Start of Extracted records

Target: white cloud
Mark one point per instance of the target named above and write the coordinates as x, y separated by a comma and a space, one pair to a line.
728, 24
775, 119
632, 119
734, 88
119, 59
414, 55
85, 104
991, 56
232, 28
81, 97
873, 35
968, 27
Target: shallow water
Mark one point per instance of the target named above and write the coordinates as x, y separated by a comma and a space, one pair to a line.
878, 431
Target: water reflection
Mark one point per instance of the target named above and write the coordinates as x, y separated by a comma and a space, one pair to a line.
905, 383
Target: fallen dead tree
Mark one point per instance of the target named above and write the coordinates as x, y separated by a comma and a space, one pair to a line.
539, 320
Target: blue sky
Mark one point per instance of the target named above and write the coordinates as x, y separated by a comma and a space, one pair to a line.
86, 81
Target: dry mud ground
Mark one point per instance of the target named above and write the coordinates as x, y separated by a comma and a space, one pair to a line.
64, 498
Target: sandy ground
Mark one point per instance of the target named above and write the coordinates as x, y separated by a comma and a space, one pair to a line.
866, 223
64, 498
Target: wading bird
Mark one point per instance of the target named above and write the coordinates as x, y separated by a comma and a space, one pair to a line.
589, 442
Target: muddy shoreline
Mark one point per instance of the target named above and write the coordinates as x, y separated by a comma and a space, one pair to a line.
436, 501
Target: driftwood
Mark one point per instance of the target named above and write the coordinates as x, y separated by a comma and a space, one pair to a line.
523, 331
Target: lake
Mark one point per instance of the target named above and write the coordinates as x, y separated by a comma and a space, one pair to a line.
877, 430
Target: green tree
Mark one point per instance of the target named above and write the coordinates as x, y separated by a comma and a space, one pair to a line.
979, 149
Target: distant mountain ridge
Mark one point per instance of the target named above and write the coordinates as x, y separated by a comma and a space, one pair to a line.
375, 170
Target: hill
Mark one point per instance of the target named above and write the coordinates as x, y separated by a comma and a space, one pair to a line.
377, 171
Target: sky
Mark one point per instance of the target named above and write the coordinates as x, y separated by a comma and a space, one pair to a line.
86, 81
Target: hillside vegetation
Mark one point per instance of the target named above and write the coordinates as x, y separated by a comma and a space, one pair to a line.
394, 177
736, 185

End of Extracted records

Stated goal: Quote all the records. Keep every word exact.

Output:
Target: white cloud
Mark one point per instance of the target named above and write the coordinates as x, y separated by a comma and a space, one pair to a line.
728, 24
775, 119
632, 119
734, 88
119, 59
414, 55
85, 104
991, 56
232, 28
81, 97
873, 35
968, 27
Target: shallow water
Mark one point per instance of the target named above and write the coordinates as x, y separated by a comma and a space, one pair to a line.
878, 431
Target: water reflection
Mark one point per instance of the target named above and write the coordinates as x, y separated by a comma and a space, one pair to a line.
905, 383
Target: fallen dead tree
Mark one point per instance of the target named above and write the coordinates as x, y separated by a comma and a space, one pair to a line.
539, 320
Target: blue sky
Mark one point per instance of the target named above and write the coordinates as x, y separated by a comma and a space, one pair to a line.
86, 81
Target: dry mud ground
Mark one point per instance of the target named above and write the coordinates as x, y separated by a comma and a space, one pair to a line.
64, 498
Target: sandy ground
Mark one point per instance of the target named above and write the coordinates as x, y separated by a comma and a space, one pair to a line.
866, 223
64, 498
Target: wading bird
Mark one point per instance of the target named above and write the coordinates as x, y separated by a comma and a space, one pair to a line.
589, 442
Target: muddy shoreline
Mark one point per instance of the target named above and write the coordinates as x, y separated by a comma and a space, one pair to a line.
436, 501
Target: driftwood
Mark one point per instance of the target named above and write the coordinates as x, y separated by a comma and a space, one pair to a line.
523, 331
Target: lake
Mark one point per instance of the target named above and write the coordinates as x, y separated by a comma and a space, one pair to a line.
877, 430
Target: green tree
Mark one point per instance of the target named above and write the coordinates as x, y separated by a comma and a space, one pair to a line.
979, 149
Target: distant mountain ridge
Mark one point per instance of the target named above and write the coordinates as x, y separated by a comma and a space, one pair to a line.
375, 170
Target: hill
Mark one point per instance of the target named above and write the coordinates as x, y separated by a comma and a space, one pair to a line.
377, 171
Target: sky
Mark one point per instance of the target named above and write the coordinates as x, y separated by a comma and a space, one pair to a line.
86, 81
Target: hillside vegetation
Mark one point per instance of the target named above and write the coordinates as x, y separated by a comma and a space, one pair to a line.
394, 177
736, 185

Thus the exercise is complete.